---- Page extract
Yi Lee Clare Low, The Florey, University of Melbourne
Supported by a Melbourne Research Scholarship and the MND Australia PhD Top-up Scholarship, Clare’s project — Untangling the Role of Lipid Droplets in Motor Neurone Disease — explores how changes in the way cells handle fats and energy may influence neurodegeneration and inflammation in MND.
“Traditionally, research has focused on protein aggregation and inflammation," she explains. “But there’s growing recognition that metabolic dysfunction, how our cells process and store energy, could play a major role in MND.”
At the centre of her research are lipid droplets, tiny fat-storing structures within cells that help regulate energy, stress responses, and inflammation.
"These droplets act as both energy reserves and protective buffers,” Clare says. “We’re investigating how disruptions in their formation and function might make motor neurons more susceptible to degeneration.”
To achieve this, Clare employs a combination of molecular imaging and model systems, including human neuronal models, patient-derived stem cells, and mouse models of MND, to investigate how lipid metabolism is altered under stress and in the presence of MND-linked mutations.
A recent collaboration with researchers in Canada allowed her to learn and bring back new techniques rarely used in MND research, expanding what’s possible within the field.
“It’s exciting to bridge the gap between fundamental cell biology and MND research”
“By understanding how fat metabolism interacts with inflammation and cell stress, we can start to identify new pathways that explain why motor neurons fail, and hopefully reveal targets for therapies that slow or prevent that process.”
Although Clare doesn’t work directly with patients, she often meets people living with MND and their families who visit The Florey’s laboratories. “Those encounters are incredibly grounding,” she says.
“There’s a deep sense of urgency in this field, every small discover could one day make a real difference."
Clare’s work, and the scholarships that support it, reflect the growing importance of nurturing early-career researchers in Australia’s MND community.
“Funding from MND Australia makes this kind of work possible,” she says. “It gives us the freedom to test new ideas, learn from international peers, and push the boundaries of what we know. Every advance, however small, brings us closer to better treatments and, hopefully, a cure.”
--------
**What needs to be done:** Quote the passage of the profile of Clare's lipid droplet research starting with "At the centre" and going on through "within the field.".
---- Data to examine
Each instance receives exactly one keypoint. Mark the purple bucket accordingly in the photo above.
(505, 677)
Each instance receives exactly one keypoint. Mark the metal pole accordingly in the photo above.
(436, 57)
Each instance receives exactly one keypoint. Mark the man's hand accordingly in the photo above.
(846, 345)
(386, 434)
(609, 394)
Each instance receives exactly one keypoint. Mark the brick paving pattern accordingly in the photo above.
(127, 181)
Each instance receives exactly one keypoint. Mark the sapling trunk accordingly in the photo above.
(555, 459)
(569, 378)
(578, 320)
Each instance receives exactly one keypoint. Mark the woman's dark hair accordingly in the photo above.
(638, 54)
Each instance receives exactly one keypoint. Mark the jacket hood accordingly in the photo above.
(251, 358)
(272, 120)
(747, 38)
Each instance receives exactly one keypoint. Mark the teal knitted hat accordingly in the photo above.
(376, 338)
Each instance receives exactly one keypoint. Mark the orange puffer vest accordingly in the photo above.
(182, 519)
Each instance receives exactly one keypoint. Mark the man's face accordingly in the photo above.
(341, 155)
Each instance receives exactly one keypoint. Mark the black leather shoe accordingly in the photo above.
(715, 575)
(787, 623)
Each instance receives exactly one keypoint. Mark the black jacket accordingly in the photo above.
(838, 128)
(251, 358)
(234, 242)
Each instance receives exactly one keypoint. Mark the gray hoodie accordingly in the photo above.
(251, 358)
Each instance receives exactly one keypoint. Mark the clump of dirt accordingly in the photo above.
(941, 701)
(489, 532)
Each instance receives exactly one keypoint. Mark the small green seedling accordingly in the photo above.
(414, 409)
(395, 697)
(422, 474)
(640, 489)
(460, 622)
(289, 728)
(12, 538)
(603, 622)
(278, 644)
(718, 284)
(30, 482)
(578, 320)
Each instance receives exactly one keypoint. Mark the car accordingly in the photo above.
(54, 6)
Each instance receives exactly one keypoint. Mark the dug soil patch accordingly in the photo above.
--------
**Your response:**
At the centre of her research are lipid droplets, tiny fat-storing structures within cells that help regulate energy, stress responses, and inflammation.
"These droplets act as both energy reserves and protective buffers,” Clare says. “We’re investigating how disruptions in their formation and function might make motor neurons more susceptible to degeneration.”
To achieve this, Clare employs a combination of molecular imaging and model systems, including human neuronal models, patient-derived stem cells, and mouse models of MND, to investigate how lipid metabolism is altered under stress and in the presence of MND-linked mutations.
A recent collaboration with researchers in Canada allowed her to learn and bring back new techniques rarely used in MND research, expanding what’s possible within the field.